[Position identification records]

::::

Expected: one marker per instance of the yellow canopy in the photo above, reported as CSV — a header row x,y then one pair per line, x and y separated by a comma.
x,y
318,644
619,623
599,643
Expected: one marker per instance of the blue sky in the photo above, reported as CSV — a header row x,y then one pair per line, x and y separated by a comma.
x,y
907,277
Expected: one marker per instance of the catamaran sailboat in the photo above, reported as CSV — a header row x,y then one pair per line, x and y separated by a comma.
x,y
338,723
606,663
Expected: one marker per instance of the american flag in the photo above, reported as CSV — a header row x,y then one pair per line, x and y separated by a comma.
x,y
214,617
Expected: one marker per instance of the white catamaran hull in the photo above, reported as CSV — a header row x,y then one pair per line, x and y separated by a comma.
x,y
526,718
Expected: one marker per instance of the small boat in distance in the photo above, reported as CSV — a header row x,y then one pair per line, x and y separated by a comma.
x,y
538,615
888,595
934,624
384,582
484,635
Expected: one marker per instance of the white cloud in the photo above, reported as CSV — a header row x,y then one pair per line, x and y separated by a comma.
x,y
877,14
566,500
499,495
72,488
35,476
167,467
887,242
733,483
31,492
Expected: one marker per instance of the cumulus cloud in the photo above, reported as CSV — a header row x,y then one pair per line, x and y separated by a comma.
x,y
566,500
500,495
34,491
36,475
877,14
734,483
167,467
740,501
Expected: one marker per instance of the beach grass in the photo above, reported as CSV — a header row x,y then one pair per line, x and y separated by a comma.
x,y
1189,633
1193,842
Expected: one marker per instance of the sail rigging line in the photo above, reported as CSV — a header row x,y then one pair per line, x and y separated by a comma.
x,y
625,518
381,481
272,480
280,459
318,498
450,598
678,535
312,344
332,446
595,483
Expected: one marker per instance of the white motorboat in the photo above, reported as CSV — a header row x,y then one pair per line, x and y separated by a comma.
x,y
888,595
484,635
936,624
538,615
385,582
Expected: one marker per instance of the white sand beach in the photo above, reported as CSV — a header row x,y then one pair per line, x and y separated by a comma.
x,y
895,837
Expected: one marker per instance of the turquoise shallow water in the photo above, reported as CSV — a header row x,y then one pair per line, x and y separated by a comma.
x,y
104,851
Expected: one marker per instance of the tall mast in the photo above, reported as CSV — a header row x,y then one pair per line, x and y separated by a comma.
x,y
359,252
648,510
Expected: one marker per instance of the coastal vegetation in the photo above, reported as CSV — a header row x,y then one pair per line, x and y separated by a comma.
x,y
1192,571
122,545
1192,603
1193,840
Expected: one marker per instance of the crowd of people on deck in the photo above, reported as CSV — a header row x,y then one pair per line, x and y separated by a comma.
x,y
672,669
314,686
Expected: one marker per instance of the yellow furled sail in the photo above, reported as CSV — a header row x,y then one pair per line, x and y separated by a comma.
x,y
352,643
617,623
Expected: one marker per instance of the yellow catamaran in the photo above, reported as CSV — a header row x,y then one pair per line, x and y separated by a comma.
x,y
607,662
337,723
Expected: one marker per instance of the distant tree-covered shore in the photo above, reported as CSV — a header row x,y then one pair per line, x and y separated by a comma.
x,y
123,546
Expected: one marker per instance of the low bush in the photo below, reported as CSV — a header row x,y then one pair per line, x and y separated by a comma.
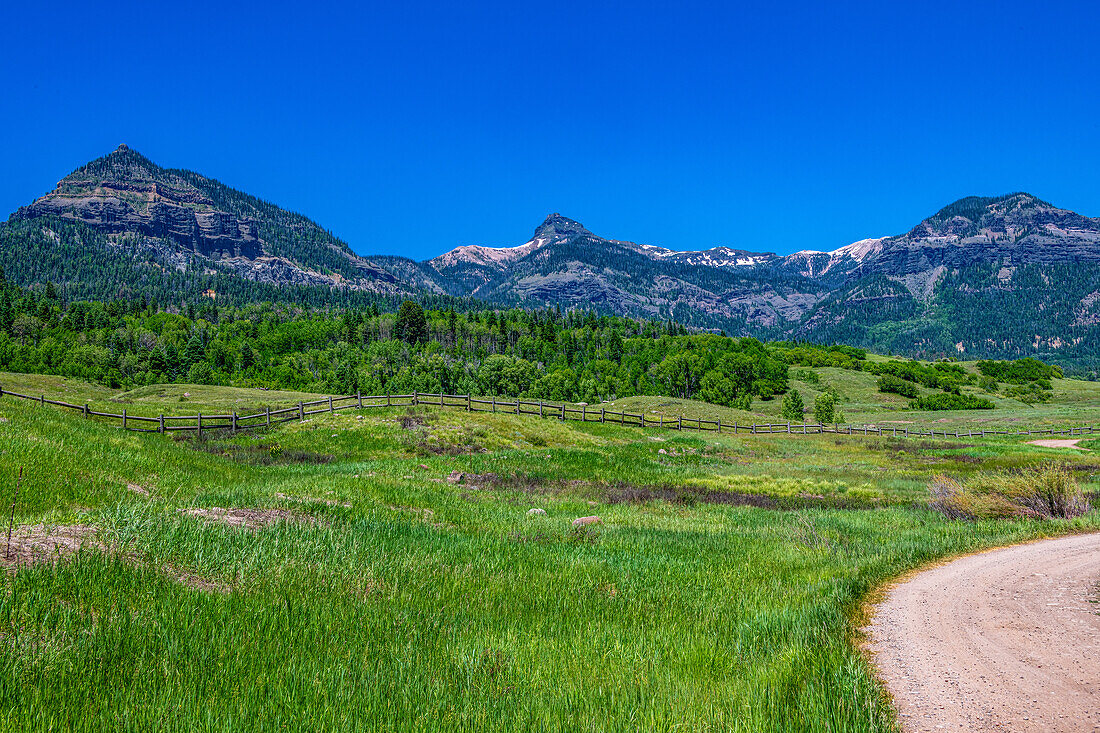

::::

* Goal:
Please return every line of the entries above word for word, leaving out the pictures.

* Solution to the problem:
Expected: one marker per instance of the yellow canopy in the photo above, reported as CSV — a header row x,y then one pair per line, x and y separated by a comma.
x,y
318,644
619,623
599,643
Expected: one marker per instance of the blue sky in the photo above, reported as CSV — a header row x,y then one pair per line, x and y separated by a comma.
x,y
907,277
Expected: one marker per instance of the catamaran sailboat in the photo above, reported as CSV — a header row x,y then one pair per line, x and y separated by a comma.
x,y
338,723
606,663
Expected: one marker per instance of the american flag in the photo above, reported as CSV — a header row x,y then one pair per line, x and y separated by a comma.
x,y
214,617
Expected: one marker per instance of the white catamaran hull in the photo above, reported as CSV — a header row x,y then one pair per line, x and y separated by a comma.
x,y
526,718
Expected: one marker per instance of the small boat in distance in the photo above, reported as CSV — a header row x,y then one pair per line, x and y separated by a comma.
x,y
538,615
888,595
934,624
384,582
484,635
Expected: one marker per instance of the white cloud in the photo above, reported as CSV — a header row x,y then one pair per line, x and y separated by a comma.
x,y
877,14
566,500
499,495
72,488
35,476
167,467
887,242
733,483
31,492
Expected: one marker per instance of the cumulus cloud in the photo above, reported as CSV — a header row x,y then one pair per line, x and y separated by a comma.
x,y
566,500
500,495
34,491
36,475
877,14
734,483
167,467
740,501
Expected: one marker per instance of the beach grass in the photo above, reported as CSV — a header row x,y then one pair per line, x and y separated by a comma.
x,y
1189,633
1193,842
Expected: one marker per instance of the sail rigging line in the photo above, reported as CSV — a header row x,y then one pair per line, x and y separated by a comma.
x,y
625,518
381,481
272,480
280,459
318,498
450,598
678,535
312,344
332,446
595,483
Expected: one marker per instance of the white motorboat in the photo above, reported as CSV — a header row x,y then one pair per line, x and y separated by a comma.
x,y
888,595
484,635
936,624
538,615
385,582
Expected: one marker per instance of the white sand beach in the photo above, reported as CSV — a header row x,y then one pair per line, x and y separated by a comma.
x,y
895,837
Expected: one marker per instance of the turquoise shallow water in the photo above, reported as CSV — a header row x,y then one pair per line, x and y separated by a comma.
x,y
104,851
Expected: one marker per instance of the tall mast in the photo above, reported as CSV — a header row x,y then one pair per line, x and y separated by a comma.
x,y
359,252
648,510
Expected: one marker per instance of the coastal vegetation in the photo above, reported as CSV — a header row x,y then one pair per line, x and y separated by a comma.
x,y
1192,571
122,545
1192,603
1193,840
Expected: one marker per instance of the crowd of people on deck in the photo above, reported as CSV — a header row x,y then one pair per line, x and y separated by a comma.
x,y
672,669
314,686
Expected: one marker per instance of the yellow furled sail in the photo above, reported as CSV — a header row x,y then one pair per line, x and y separated by a comma.
x,y
352,643
617,623
Expected: one marker per instance of the yellow catamaran in the photo above, reported as CSV — a header row x,y then one pair per line, x and y separated by a comma.
x,y
607,662
337,723
Expected: one marker per instance of the distant tree-covered shore in the photo above, reported as CSV — a header row x,y then one pair per line, x and y separated by a comma.
x,y
123,546
Expected: one marker per instance of the low bush in the photo below, reported as CSV — a header row x,y then one pair per line, x and y separated by a comma.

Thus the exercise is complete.